Task material:
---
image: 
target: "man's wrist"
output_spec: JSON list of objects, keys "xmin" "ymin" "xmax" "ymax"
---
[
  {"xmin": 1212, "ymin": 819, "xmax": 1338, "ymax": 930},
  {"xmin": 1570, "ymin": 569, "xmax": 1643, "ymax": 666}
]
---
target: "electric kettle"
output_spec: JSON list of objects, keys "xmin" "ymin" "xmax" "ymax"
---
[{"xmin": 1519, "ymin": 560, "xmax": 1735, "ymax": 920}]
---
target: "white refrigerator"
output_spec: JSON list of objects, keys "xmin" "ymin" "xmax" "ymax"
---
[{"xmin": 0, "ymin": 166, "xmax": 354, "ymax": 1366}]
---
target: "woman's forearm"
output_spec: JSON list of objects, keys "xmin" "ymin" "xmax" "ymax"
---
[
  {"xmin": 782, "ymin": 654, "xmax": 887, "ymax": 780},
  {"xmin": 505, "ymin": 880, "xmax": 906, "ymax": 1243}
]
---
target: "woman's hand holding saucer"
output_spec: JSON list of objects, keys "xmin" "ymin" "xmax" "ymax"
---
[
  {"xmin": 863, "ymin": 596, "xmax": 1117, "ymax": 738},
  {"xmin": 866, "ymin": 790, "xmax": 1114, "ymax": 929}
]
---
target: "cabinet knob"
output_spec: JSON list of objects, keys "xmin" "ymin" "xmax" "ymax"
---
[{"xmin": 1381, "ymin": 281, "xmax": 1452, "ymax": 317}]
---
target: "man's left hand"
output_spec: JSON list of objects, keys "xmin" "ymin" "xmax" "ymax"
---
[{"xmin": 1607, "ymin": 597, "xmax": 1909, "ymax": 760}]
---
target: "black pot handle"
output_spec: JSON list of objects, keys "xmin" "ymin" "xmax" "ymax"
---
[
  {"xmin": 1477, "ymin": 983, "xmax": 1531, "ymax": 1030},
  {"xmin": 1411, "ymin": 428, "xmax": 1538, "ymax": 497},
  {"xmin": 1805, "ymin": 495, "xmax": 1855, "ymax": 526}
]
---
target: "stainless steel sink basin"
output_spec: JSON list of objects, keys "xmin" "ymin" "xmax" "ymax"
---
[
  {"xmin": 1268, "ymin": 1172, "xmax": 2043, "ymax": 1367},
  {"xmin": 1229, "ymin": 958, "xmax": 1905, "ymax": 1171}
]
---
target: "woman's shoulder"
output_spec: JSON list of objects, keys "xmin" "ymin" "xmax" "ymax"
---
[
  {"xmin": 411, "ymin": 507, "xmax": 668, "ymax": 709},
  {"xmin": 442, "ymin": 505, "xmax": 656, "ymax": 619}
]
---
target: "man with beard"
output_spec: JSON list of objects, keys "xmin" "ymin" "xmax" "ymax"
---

Required action: Number of lines containing the word "target" in the material above: report this figure and nothing more.

Answer to this problem: 11